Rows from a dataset
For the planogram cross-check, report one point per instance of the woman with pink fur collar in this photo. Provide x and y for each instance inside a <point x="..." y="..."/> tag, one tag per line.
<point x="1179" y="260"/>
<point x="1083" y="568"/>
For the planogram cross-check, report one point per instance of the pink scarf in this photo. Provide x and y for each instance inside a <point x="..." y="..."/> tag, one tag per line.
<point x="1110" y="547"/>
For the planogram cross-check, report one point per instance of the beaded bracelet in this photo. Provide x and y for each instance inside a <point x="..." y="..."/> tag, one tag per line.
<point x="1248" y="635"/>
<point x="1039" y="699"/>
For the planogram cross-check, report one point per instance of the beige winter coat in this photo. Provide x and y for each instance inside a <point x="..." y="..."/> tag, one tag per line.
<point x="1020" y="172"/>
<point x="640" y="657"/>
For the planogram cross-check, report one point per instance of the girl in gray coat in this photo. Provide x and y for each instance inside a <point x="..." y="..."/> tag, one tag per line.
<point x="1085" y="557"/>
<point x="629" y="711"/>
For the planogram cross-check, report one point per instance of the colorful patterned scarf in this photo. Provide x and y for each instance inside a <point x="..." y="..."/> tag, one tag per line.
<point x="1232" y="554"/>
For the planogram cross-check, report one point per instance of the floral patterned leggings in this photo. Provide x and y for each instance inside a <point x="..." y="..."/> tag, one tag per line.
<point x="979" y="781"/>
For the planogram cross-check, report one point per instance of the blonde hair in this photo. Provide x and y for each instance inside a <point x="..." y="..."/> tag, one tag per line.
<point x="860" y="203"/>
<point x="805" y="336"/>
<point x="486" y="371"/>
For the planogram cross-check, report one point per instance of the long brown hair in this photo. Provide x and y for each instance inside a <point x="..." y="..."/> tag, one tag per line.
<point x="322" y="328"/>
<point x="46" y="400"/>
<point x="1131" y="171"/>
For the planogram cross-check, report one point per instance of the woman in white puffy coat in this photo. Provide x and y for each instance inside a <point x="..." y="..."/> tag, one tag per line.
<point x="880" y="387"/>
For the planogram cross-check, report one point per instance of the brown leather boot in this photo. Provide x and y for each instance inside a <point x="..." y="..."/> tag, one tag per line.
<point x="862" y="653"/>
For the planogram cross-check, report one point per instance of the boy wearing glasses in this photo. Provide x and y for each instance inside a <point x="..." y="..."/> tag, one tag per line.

- _TASK DETAILS_:
Render the listing above as a numbered list, one line per item, leaving out any blank lines.

- _WORKED SOLUTION_:
1. For the planogram cross-check, report one point per instance of the woman with pink fur collar in this photo. Provide x and y for each instance inside a <point x="..." y="..."/> tag, one tag per line.
2. <point x="1179" y="260"/>
3. <point x="1083" y="568"/>
4. For the planogram cross-check, report one point per instance of the pink scarf in this photo. Provide x and y for each instance inside a <point x="..." y="..."/> tag, one tag per line.
5. <point x="1110" y="547"/>
6. For the planogram cross-check, report one point per instance of the beaded bracelet in this photo. Provide x and y for each instance inside a <point x="..." y="..."/> tag, one tag per line.
7. <point x="1248" y="635"/>
8. <point x="1039" y="699"/>
9. For the planogram cross-check, report one point per instance of the beige winter coat in this photo. Provide x and y for each instance inside a <point x="..." y="..."/> tag, one tag per line.
10. <point x="1020" y="172"/>
11. <point x="640" y="657"/>
12. For the planogram cross-check, report one point per instance of the girl in gray coat in this photo. Provide x and y for each instance inside a <point x="..." y="..."/> tag, one tag per line.
13. <point x="1085" y="557"/>
14. <point x="629" y="711"/>
15. For the planogram cross-check, report one point per instance of the colorful patterned scarf in this photo. Provide x and y for each instance inside a <point x="..." y="..."/> tag, one tag per line.
16. <point x="1232" y="554"/>
17. For the planogram cross-check, report one point per instance of the floral patterned leggings in this photo. Provide x and y for each instance inside a <point x="..." y="..."/> tag, one tag per line.
18. <point x="979" y="781"/>
19. For the planogram cross-check, report one point per instance of the blonde hair in this photo. Provide x and y for each instance inside a <point x="..." y="..."/> tag, one tag per line.
20. <point x="860" y="203"/>
21. <point x="805" y="336"/>
22. <point x="486" y="371"/>
23. For the planogram cross-check, report one point per instance of the long brown hair in this photo. Provide x and y for each instance inside a <point x="..." y="..."/> tag, one tag per line.
24. <point x="322" y="328"/>
25. <point x="46" y="400"/>
26. <point x="1131" y="171"/>
27. For the planogram cross-check, report one point per instance of the woman in white puffy coat in this photo. Provide x and y for each instance inside a <point x="..." y="..."/> tag, one tag per line.
28. <point x="880" y="387"/>
29. For the planogram cross-check, report one point per instance of the brown leather boot in this photo. Provide x and y for each instance inside a <point x="..." y="..."/> tag, one tag per line.
30. <point x="862" y="653"/>
31. For the planogram cross-check, report one point per instance of the boy wearing glasses in this photo. Provide x and y for each instance inside a <point x="..." y="..."/> tag, one tag per line.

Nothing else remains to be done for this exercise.